Which lines of the entries contain the string "instance", with case counting? Show every such line in full.

+++ DATA FOR PROCESSING +++

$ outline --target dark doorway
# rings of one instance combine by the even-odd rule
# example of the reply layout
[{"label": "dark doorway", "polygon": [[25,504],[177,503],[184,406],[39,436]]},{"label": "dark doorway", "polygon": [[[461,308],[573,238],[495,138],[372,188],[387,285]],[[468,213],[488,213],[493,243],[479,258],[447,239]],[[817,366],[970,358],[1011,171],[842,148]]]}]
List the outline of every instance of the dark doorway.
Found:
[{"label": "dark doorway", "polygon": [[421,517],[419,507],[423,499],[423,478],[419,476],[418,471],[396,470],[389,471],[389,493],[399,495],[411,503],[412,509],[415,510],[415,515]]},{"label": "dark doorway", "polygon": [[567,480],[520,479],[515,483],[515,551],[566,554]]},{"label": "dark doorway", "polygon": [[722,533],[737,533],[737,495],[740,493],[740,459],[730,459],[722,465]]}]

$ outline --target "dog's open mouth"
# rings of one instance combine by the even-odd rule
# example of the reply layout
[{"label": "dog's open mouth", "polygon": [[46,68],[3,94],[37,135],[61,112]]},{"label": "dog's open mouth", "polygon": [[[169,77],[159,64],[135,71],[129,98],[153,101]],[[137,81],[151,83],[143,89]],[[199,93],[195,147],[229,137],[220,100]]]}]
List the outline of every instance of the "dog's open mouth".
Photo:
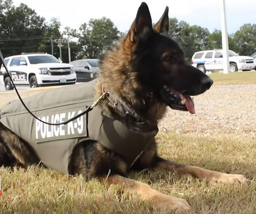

+++

### TASK OUTPUT
# rings of one instance combine by the even-odd rule
List the outline of every instance of the dark doorway.
# rings of one instance combine by the even-odd rule
List the outline of every instance of the "dog's open mouth".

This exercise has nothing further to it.